_EXERCISE_: Return every one of the rows below unchanged, keeping each line as it stands.

|---|

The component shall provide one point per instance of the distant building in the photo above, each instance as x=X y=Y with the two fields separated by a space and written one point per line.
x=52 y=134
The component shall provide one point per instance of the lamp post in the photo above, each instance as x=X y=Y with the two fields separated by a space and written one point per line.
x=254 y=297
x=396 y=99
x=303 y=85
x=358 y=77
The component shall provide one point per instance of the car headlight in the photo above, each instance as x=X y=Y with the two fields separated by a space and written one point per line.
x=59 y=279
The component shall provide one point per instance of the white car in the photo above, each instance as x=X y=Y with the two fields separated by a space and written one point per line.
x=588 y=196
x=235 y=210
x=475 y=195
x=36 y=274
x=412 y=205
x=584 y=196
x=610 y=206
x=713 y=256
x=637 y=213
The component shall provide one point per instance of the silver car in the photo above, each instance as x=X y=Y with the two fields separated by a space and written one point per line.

|---|

_EXERCISE RESPONSE_:
The component shall provide one point per instance of the distant building in the photo above, each instance as x=X y=Y with the two fields separated by a space and written one point per line.
x=52 y=134
The component shall provide one point per instance of the lamp post in the photo above, each instance as x=X y=Y with the two fields separated by a space and written one point per line.
x=254 y=297
x=396 y=99
x=303 y=85
x=358 y=77
The component shall provide one point per instance of the car headlight in the photo above, each instance as x=X y=Y with the two fields separated by a space and written one point per line.
x=59 y=279
The component shall provide one point per instance of the white car in the photo above, each instance as x=X y=Y with the two fields separated by a space and written one point per line.
x=588 y=196
x=235 y=210
x=475 y=195
x=36 y=274
x=412 y=205
x=584 y=196
x=610 y=206
x=713 y=256
x=637 y=213
The component shall provide one point per instance of the silver car in the photo above, each instance as x=X y=Y with the two fields separated by a space and written one point per line.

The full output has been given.